Caroline Marchetti s’accroche à son travail quoiqu’il en coûte dans Pédagogies de l’échec, de Pierre Notte Photo Antoine-Baptiste Waverunner

« Il faut que je signe les documents sinon cela n’avance jamais ». Le leitmotiv répété de la femme cadre qui garde quoiqu’il en coûte d’autoritarisme la conviction que seul travail lui évitera la chute. La vanité du rôle quand tout s’effondre donne choir,  ton et  dynamique à la pièce de Pierre Notte. Elle a beau être écrite en 2014, son ressort sur la place du travail et du cadre face à l’effondrement des repères sonne et reste d’une très pertinente actualité ! Après les confinements qui ont vidés les open-spaces, la difficulté de faire revenir les salariés au bureau si elle résonne différemment, le brulot déjanté de Notte éclaire les enjeux du travail d’une nouvelle lumière. Et elle est plutôt crue.

« Tout notre rapport au monde, aux autres, au travail, et peut-être aussi à la hiérarchie ou à la hiérarchisation de nos priorités a été chamboulé » rappelle Pierre Notte qui signe aussi une mise en scène où le rapport des corps comme souvent dans les rapports de pouvoir a autant si ce n’est plus d’importance que les ordres. Loin d’être des robots sans cœur, le cynisme transparent des protagonistes apporte de la légèreté, du ridicule, de l’ironie et du rire.

Le regard féroce d’un monde en absurdie 

Caroline Marchetti tente d’imposer sa hiérarchie de valeurs à Franck Duarte Photo Antoine-Baptiste Waverunner

La situation critique dans tous les sens du terme permet aux deux acteurs de s’en donner à cœur et corps joie, avec une maitrise réjouissante et une gourmandise communicative ; tant dans le duel verbal où les saillies hilarantes fusent en permanence que physique, l’effondrement de l’espace les obligent constamment pour éviter le vide, de se frôler, de se toiser ou de s’esquiver.

### Travail demandé
• A. D’après la critique, en quelle année la pièce de Pierre Notte a-t-elle été écrite ?
• B. Reproduisez le passage de la critique qui commence par « La situation critique » et se termine par « ou de s’esquiver. ».
• C. Résumez sous forme de liste le paragraphe de la critique qui commence par « Tout notre rapport au monde », en conservant ses faits principaux.
Ce matériau provient d’une source distincte de la critique.

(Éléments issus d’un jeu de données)

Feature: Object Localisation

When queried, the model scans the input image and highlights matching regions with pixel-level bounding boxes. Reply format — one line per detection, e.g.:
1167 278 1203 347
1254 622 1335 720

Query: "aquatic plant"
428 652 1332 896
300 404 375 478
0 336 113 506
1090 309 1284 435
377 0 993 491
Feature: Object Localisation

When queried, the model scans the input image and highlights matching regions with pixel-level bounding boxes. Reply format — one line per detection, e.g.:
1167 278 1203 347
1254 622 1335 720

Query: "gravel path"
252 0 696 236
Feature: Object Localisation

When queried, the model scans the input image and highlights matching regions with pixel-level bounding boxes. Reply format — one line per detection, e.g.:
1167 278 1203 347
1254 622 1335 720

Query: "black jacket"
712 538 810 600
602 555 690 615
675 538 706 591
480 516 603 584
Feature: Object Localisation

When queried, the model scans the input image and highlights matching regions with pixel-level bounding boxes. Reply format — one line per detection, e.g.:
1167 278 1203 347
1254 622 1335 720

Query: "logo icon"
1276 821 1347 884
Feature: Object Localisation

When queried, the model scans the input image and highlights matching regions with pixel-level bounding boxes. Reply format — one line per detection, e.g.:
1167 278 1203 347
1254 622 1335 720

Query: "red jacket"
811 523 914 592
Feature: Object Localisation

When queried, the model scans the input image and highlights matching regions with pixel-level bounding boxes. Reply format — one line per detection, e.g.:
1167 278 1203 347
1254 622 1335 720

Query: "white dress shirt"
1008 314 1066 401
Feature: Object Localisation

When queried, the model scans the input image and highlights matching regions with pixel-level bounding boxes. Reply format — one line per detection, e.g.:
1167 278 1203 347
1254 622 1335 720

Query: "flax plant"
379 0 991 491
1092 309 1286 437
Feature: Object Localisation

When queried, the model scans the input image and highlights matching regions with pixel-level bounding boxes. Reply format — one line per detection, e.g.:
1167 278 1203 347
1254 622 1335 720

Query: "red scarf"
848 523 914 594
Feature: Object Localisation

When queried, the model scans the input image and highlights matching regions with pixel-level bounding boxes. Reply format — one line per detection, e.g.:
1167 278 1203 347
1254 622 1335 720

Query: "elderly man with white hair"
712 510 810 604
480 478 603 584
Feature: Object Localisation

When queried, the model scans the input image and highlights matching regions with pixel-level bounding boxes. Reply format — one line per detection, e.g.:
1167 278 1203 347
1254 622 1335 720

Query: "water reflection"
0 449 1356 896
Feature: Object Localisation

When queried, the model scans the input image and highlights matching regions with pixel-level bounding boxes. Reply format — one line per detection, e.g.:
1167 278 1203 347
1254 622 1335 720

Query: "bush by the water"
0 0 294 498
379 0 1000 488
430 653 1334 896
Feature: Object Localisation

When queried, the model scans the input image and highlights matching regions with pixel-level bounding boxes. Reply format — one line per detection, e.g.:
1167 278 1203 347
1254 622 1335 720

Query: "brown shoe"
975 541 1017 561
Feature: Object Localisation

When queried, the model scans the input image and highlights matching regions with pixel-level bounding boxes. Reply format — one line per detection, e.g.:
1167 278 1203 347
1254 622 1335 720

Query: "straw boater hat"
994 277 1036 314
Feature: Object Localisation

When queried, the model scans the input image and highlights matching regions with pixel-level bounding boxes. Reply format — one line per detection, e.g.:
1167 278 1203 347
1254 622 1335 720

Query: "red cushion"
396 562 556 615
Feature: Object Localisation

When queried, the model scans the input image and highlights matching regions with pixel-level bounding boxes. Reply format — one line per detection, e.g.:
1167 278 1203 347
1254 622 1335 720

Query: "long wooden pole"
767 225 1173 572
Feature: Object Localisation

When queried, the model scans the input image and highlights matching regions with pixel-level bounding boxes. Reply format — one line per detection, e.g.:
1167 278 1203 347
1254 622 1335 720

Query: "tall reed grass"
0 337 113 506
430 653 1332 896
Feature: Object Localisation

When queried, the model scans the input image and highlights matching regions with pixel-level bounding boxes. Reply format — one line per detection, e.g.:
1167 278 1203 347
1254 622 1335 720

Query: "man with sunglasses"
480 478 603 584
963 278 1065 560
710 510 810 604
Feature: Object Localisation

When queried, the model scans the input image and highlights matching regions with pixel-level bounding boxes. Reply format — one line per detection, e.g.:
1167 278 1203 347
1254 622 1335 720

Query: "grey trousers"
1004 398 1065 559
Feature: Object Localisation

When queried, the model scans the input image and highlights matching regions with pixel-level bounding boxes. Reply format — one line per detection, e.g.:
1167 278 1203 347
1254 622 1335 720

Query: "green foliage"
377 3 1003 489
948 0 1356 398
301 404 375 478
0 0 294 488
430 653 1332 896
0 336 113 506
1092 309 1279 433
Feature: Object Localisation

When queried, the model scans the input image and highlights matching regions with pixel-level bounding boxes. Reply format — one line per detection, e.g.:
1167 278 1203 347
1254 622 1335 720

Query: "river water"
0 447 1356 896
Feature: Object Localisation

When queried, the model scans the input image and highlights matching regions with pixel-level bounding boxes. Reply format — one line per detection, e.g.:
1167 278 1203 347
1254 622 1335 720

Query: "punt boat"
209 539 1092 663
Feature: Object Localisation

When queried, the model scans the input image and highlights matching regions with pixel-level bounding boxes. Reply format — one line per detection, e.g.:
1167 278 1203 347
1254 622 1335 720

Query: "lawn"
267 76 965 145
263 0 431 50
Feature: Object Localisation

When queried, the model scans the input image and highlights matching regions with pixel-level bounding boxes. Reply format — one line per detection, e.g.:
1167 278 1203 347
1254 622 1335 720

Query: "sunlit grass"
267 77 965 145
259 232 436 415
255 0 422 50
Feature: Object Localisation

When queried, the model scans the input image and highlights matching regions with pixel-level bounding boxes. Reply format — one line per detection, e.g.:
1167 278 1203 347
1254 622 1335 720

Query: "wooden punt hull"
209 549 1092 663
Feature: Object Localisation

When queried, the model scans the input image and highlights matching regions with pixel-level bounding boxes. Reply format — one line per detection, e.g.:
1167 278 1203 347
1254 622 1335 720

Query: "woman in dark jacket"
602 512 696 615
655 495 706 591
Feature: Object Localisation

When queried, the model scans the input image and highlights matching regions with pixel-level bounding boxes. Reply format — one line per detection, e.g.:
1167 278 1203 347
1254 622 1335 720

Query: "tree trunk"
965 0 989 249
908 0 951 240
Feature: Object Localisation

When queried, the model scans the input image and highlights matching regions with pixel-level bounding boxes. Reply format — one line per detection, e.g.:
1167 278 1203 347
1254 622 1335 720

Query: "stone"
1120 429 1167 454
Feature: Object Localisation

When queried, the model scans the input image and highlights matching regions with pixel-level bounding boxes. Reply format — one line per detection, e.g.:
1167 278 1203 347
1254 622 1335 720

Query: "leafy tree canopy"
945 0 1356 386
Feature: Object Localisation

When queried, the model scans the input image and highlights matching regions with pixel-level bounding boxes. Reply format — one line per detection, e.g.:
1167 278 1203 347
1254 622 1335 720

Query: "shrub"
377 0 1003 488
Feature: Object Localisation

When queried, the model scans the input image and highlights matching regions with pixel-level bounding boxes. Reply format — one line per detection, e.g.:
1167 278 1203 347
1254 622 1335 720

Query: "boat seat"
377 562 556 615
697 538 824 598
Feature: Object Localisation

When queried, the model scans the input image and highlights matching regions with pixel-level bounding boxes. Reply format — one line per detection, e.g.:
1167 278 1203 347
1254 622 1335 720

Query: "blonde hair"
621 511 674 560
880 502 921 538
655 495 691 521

### Exercices corrigés
• A. En 2014.

• B.
La situation critique dans tous les sens du terme permet aux deux acteurs de s’en donner à cœur et corps joie, avec une maitrise réjouissante et une gourmandise communicative ; tant dans le duel verbal où les saillies hilarantes fusent en permanence que physique, l’effondrement de l’espace les obligent constamment pour éviter le vide, de se frôler, de se toiser ou de s’esquiver.

• C.
- Selon Pierre Notte, notre rapport au monde, aux autres, au travail, et peut-être à la hiérarchie ou à la hiérarchisation de nos priorités, a été chamboulé.
- Pierre Notte signe aussi la mise en scène.
- Dans cette mise en scène, comme souvent dans les rapports de pouvoir, le rapport des corps compte autant, sinon plus, que les ordres.
- Les protagonistes ne sont pas des robots sans cœur.
- Leur cynisme transparent apporte légèreté, ridicule, ironie et rire.